Transcribe exactly the entries from the "form (833, 399)." line to the end, both included, minus pictures.

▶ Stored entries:
§
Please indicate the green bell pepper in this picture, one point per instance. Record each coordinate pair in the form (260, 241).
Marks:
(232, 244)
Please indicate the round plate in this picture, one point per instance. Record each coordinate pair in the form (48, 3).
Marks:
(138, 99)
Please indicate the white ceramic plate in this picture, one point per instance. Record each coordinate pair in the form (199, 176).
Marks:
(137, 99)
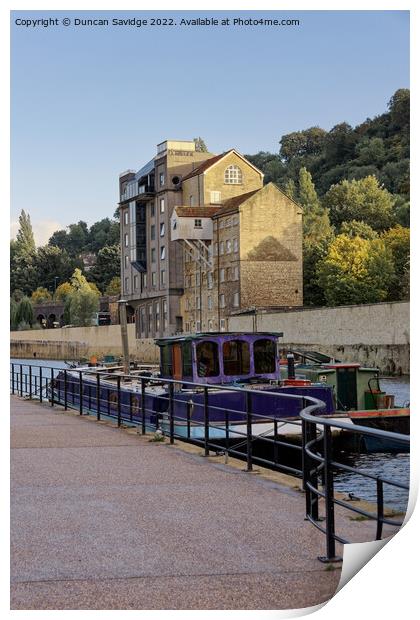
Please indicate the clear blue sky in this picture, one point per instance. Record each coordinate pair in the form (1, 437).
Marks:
(90, 102)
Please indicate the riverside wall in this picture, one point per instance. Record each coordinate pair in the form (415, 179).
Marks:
(372, 334)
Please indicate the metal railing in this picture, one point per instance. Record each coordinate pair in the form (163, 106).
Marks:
(152, 404)
(319, 467)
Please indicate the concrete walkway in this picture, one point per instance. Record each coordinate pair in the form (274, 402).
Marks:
(104, 519)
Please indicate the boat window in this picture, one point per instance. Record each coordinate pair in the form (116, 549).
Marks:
(186, 359)
(166, 360)
(207, 359)
(265, 356)
(236, 358)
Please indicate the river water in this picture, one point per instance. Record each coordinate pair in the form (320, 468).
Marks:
(389, 465)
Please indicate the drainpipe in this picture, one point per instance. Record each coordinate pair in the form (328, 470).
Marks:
(124, 334)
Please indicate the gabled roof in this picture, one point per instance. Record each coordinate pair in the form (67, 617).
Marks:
(231, 205)
(196, 211)
(208, 163)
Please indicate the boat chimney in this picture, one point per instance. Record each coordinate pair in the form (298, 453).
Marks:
(290, 366)
(124, 334)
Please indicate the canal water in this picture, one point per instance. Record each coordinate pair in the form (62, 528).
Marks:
(389, 465)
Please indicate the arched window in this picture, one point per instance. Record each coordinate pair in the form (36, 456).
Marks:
(233, 175)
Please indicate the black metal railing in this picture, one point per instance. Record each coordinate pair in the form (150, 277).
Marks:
(319, 467)
(154, 404)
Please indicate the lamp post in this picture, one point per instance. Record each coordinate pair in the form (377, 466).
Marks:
(124, 334)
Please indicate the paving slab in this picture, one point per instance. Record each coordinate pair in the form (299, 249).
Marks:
(104, 519)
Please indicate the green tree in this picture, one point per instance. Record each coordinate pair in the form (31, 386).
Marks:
(40, 295)
(107, 266)
(200, 145)
(24, 313)
(25, 241)
(114, 287)
(355, 271)
(397, 239)
(84, 302)
(362, 200)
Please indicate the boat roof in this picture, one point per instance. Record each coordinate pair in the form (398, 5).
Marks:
(200, 336)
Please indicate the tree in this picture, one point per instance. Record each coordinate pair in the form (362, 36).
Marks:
(397, 239)
(24, 313)
(361, 200)
(63, 291)
(355, 271)
(200, 145)
(84, 302)
(40, 295)
(107, 266)
(25, 242)
(358, 229)
(114, 287)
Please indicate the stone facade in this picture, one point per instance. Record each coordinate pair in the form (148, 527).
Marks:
(209, 240)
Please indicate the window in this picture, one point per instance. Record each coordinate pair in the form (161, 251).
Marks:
(265, 356)
(233, 175)
(236, 357)
(207, 359)
(215, 197)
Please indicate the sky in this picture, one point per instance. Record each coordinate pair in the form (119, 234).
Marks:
(88, 102)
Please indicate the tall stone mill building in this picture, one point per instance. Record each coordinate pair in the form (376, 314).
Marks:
(202, 238)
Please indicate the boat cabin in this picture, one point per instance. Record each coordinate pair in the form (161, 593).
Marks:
(216, 358)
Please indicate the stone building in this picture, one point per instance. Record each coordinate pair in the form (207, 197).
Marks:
(202, 238)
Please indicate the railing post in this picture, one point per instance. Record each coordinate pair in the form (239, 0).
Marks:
(171, 413)
(248, 432)
(143, 408)
(329, 500)
(380, 508)
(80, 393)
(52, 387)
(206, 421)
(65, 390)
(119, 400)
(98, 396)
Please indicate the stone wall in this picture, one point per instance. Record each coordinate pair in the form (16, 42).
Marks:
(77, 342)
(372, 334)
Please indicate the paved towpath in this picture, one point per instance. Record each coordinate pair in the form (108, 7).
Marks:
(104, 519)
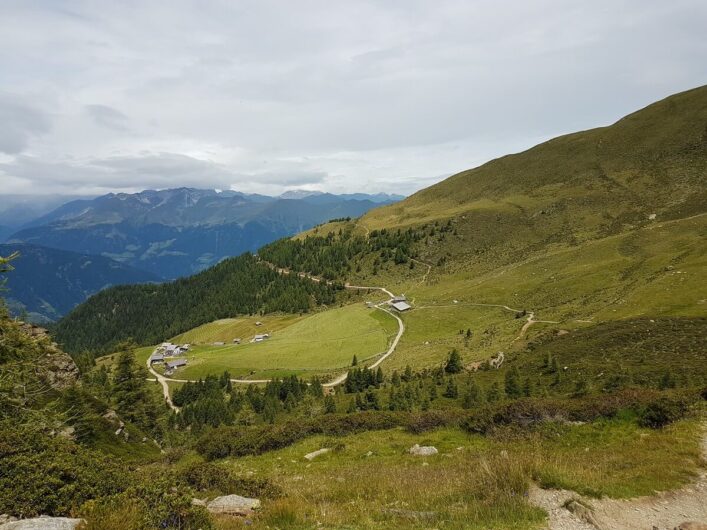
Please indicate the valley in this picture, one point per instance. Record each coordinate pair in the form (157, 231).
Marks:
(547, 365)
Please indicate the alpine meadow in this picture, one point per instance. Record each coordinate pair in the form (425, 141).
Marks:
(521, 345)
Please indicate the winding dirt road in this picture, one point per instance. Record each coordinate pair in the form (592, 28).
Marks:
(664, 511)
(164, 381)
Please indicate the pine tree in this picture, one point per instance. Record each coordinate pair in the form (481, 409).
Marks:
(395, 380)
(451, 390)
(512, 387)
(433, 392)
(494, 393)
(329, 404)
(666, 381)
(473, 396)
(130, 393)
(454, 362)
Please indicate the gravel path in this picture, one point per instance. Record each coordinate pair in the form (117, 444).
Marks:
(664, 511)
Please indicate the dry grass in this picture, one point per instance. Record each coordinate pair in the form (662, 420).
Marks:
(474, 482)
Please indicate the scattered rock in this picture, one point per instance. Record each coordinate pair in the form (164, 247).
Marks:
(233, 505)
(582, 512)
(315, 454)
(425, 450)
(43, 523)
(410, 514)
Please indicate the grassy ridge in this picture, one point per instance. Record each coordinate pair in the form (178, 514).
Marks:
(475, 481)
(316, 344)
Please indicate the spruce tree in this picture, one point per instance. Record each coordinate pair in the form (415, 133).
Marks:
(494, 393)
(329, 404)
(473, 397)
(451, 390)
(454, 362)
(512, 386)
(395, 380)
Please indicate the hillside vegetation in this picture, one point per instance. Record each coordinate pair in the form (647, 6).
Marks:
(48, 283)
(582, 261)
(152, 313)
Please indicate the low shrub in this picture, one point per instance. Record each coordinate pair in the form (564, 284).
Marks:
(205, 476)
(153, 502)
(44, 475)
(663, 411)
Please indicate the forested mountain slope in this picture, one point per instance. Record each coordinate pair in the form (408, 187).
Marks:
(152, 313)
(177, 232)
(48, 283)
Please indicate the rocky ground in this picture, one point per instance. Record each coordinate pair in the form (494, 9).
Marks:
(683, 509)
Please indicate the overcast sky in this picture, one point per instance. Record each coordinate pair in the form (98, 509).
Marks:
(264, 96)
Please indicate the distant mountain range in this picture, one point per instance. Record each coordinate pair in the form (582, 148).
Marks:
(48, 283)
(148, 236)
(178, 232)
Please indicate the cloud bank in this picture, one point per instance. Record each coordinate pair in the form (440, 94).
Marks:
(262, 96)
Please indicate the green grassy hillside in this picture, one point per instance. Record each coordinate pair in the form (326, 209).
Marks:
(652, 161)
(319, 344)
(590, 227)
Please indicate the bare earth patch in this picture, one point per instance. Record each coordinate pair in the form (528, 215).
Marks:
(665, 511)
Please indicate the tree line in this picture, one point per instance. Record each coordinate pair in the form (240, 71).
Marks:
(149, 314)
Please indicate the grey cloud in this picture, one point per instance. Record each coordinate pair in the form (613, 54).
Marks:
(108, 117)
(151, 170)
(263, 94)
(19, 123)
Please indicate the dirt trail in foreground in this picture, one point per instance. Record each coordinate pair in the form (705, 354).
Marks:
(665, 511)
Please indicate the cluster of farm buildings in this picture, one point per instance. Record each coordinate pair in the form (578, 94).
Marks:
(167, 349)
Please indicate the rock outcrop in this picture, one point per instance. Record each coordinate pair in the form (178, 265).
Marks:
(56, 367)
(424, 450)
(233, 505)
(43, 523)
(315, 454)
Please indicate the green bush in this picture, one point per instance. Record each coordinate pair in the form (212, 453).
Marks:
(206, 476)
(52, 476)
(153, 502)
(662, 412)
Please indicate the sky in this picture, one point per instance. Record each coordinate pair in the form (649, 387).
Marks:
(347, 96)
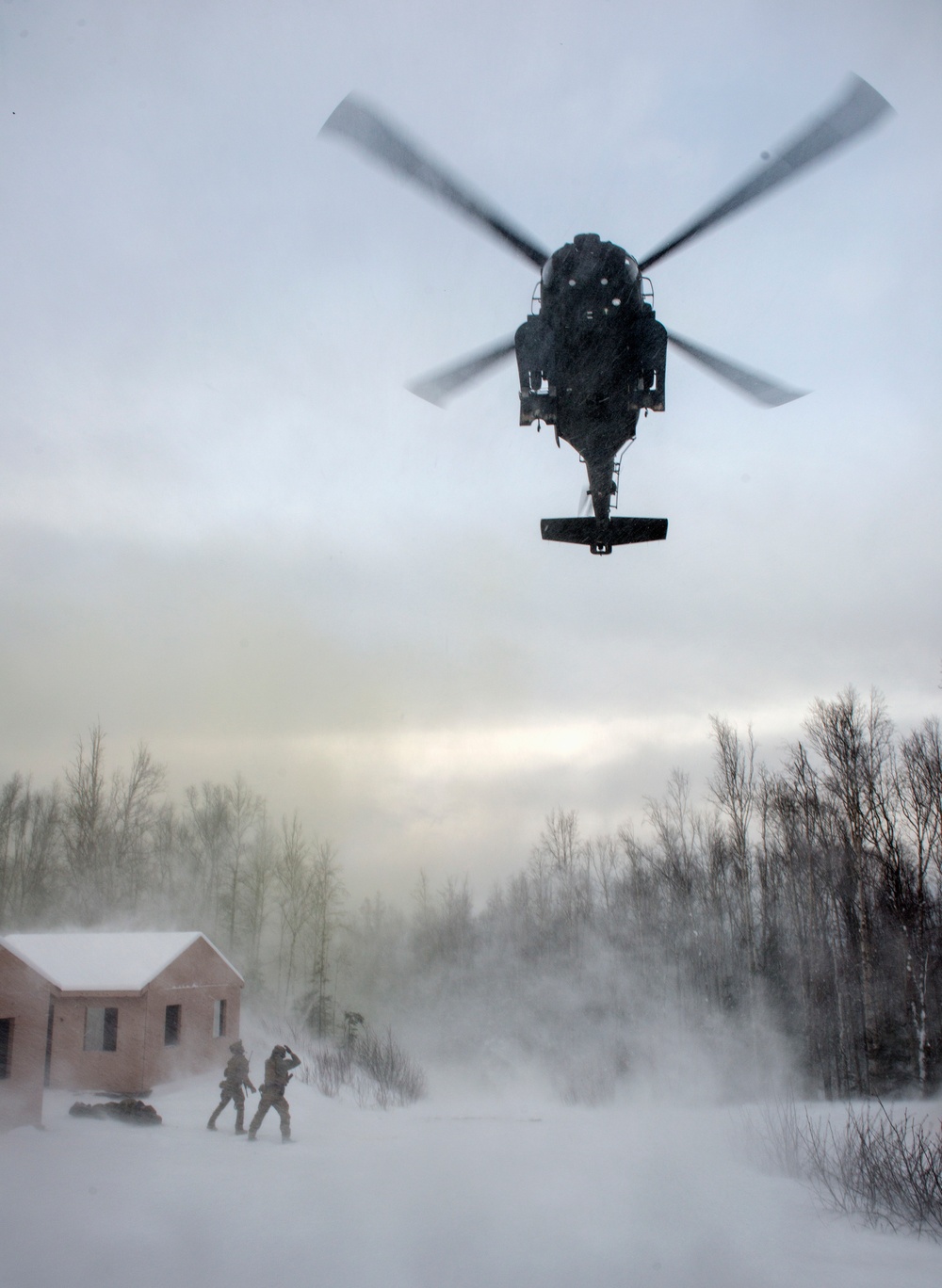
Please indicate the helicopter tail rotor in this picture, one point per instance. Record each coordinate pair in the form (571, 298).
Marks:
(602, 535)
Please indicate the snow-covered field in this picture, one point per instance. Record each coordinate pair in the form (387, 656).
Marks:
(464, 1187)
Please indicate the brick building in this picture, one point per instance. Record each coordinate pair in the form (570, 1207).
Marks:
(124, 1010)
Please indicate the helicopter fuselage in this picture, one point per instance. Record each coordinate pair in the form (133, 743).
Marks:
(593, 356)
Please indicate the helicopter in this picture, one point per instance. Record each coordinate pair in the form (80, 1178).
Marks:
(592, 354)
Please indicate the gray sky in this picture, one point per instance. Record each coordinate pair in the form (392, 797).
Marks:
(230, 531)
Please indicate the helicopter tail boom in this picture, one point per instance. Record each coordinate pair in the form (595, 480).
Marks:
(602, 535)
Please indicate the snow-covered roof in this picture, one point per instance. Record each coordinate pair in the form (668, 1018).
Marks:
(116, 961)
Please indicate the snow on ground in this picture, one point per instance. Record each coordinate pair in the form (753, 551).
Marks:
(466, 1189)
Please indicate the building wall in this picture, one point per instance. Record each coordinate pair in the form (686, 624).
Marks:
(193, 982)
(24, 1000)
(75, 1070)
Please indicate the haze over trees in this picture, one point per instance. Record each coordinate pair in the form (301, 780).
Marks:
(802, 902)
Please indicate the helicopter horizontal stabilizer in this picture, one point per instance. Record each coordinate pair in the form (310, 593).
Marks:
(603, 535)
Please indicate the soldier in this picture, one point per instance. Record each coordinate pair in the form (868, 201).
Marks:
(234, 1080)
(272, 1091)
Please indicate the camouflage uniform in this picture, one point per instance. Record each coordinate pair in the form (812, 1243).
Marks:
(272, 1091)
(235, 1077)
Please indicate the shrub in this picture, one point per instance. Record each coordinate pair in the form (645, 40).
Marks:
(883, 1167)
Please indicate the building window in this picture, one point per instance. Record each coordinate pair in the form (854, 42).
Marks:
(101, 1028)
(6, 1047)
(219, 1018)
(171, 1025)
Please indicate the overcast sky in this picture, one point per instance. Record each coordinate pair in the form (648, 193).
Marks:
(230, 531)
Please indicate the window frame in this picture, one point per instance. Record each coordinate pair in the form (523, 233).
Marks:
(106, 1033)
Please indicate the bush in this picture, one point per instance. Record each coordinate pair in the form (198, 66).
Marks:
(883, 1167)
(375, 1068)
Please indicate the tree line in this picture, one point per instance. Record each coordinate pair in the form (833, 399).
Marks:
(803, 900)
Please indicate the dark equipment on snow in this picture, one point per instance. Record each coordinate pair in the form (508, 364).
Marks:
(592, 354)
(126, 1110)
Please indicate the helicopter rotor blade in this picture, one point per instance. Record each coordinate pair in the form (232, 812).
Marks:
(354, 120)
(440, 385)
(857, 109)
(756, 387)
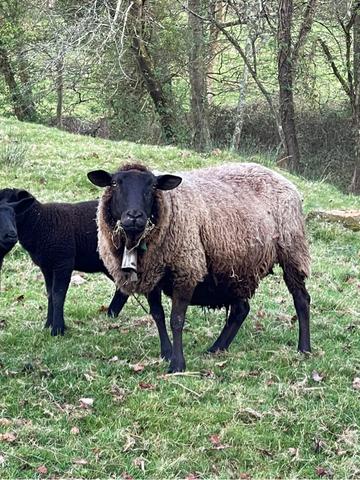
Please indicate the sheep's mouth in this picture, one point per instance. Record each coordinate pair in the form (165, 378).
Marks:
(132, 236)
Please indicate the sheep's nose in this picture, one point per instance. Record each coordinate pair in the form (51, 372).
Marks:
(10, 236)
(134, 214)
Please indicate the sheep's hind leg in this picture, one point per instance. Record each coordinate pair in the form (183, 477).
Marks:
(61, 280)
(295, 282)
(157, 312)
(117, 303)
(180, 302)
(50, 312)
(238, 313)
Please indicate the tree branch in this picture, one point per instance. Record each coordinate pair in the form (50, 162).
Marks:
(304, 30)
(335, 69)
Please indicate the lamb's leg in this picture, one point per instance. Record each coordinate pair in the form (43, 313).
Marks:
(238, 313)
(177, 320)
(295, 282)
(157, 312)
(61, 280)
(48, 275)
(117, 303)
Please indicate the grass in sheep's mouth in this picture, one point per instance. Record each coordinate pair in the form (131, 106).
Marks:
(259, 411)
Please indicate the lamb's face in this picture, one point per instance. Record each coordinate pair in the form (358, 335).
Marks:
(132, 197)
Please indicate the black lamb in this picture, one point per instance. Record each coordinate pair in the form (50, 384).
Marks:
(60, 238)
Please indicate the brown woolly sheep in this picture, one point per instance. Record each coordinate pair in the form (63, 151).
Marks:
(208, 241)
§
▶ CORRECT ANSWER:
Please indicate the tree line in this picture, one point per instance. Record each coordinate pair in the form (833, 399).
Marks:
(803, 900)
Please indicate the dark equipment on snow in this picture, one point per instance. Record each coordinate pair in the form (508, 364).
Marks:
(592, 354)
(126, 1110)
Please indicate the helicopter rotor blade in this picture, one point per instance. Record each coordinate pair in the form (232, 812).
Marks:
(354, 120)
(440, 385)
(857, 109)
(756, 387)
Please indicate the sheep's mouth in this picture, one point per instance. Record each coordinate pair in the form (165, 378).
Marks:
(132, 236)
Please indicate the sheep's nose in this picture, one point per instance. Record each coordinate pair in the form (51, 372).
Marks:
(10, 236)
(134, 214)
Please indicate the sheep's hind leg in this picture, one point per instance. Record each coordinate pair in the form (183, 477).
Marks:
(61, 280)
(295, 282)
(157, 312)
(117, 303)
(180, 302)
(50, 312)
(238, 313)
Please indicate the tree branch in this picture, one point per instance. Record each coordinate pair in the form (50, 162).
Marks:
(304, 30)
(335, 69)
Please indicate the lamb's leg in this picture, one point per instance. Record each coordinate pair in the form (43, 313).
Marks:
(238, 313)
(177, 320)
(295, 282)
(157, 312)
(61, 280)
(48, 275)
(117, 303)
Please indicate the grass in sheep's mouth in this picture, one point per instance. Record each coordinate pair in the form (131, 106).
Marks:
(259, 411)
Please indicate the lamb's face in this picture, one point per instance. Record each coordinate pair in the form (358, 335).
Marks:
(132, 197)
Please indicate the black lamb in this picture, one point per instance. Record each coordinate pair in the form (50, 384).
Marks:
(60, 238)
Please indicate the brown woolly sheep in this picture, one point per instance. Record each coordinate pair in the form (63, 151).
Marks:
(208, 241)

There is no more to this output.